= Exercise task =
Answer these questions from the housing discrimination text below.
1. At what stage of housing market transactions does the paired-testing methodology generally focus?
2. Why is post-application discrimination difficult to measure with audits?
3. What are real estate agents in many markets now asking individuals to do before viewing any housing units?

One participant expressed concern that the paired-testing methodology generally focuses on racially differential treatment at the pre-application stage of housing market transactions. Yet testing and enforcement data from some fair housing agencies suggest that minority home seekers are also vulnerable to discrimination in the form of different terms and conditions after their application has been submitted for review. Consequently, audit results will yield an estimate of discrimination for a portion of housing market transactions, but may not provide the benchmark that HUD desires—changes in the nature of discrimination over time. The number of incidents of discrimination may decline not because discrimination has decreased, but because it has shifted to another stage of the housing transaction. If this is the case, the current audit protocol will underestimate racial discrimination.

Representatives from HUD and the Urban Institute acknowledged that the nature of housing discrimination may be changing. The question they face is how to measure post-application discrimination, since auditors do not submit applications. While auditors involved in sales testing make multiple visits in order to appear as serious buyers and to view multiple properties, they do not make offers on any of the units they see. The paired-testing methodology is probably not the solution for addressing this issue, and the researchers asked for suggestions for alternative methods that could be used to capture this phenomenon.

It was also noted that in many housing markets, real estate agents are now asking individuals to sign up with a buyer's broker before viewing any housing units. This practice poses an additional challenge for the audit structure. First, since auditors may be involved in multiple tests, the practice can increase the likelihood of their being detected. Also, researchers believe the influence of the buyer's broker is more important in some housing markets than in others. Through auditor reports, they collect information on whether minority auditors are required to sign such an agreement while white auditors are not. Racial differences in these requirements may represent discrimination.

= Material =
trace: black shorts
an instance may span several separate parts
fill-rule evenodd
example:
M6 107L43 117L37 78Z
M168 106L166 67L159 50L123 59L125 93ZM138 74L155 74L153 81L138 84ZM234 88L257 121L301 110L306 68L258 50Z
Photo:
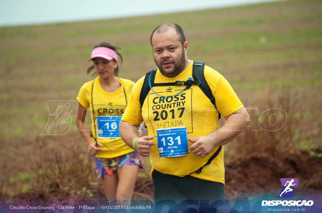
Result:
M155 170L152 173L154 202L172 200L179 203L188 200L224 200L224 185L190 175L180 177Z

* * *

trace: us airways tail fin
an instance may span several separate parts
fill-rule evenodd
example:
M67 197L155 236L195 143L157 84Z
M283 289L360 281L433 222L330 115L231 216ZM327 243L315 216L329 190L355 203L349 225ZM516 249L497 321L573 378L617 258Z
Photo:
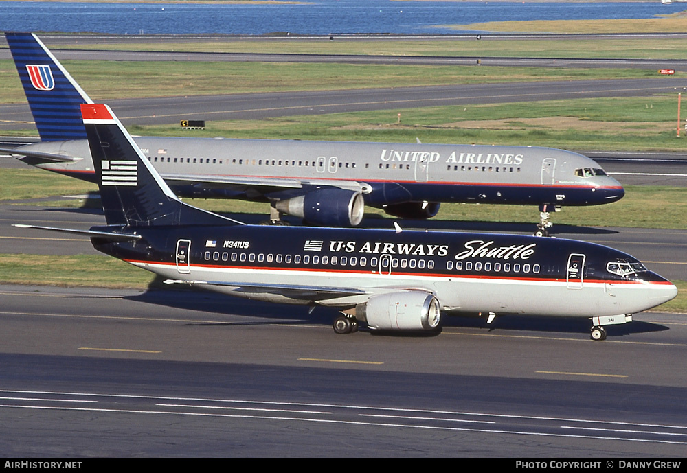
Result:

= Exercise answer =
1. The pre-application stage.
2. Auditors do not submit applications.
3. Sign up with a buyer's broker.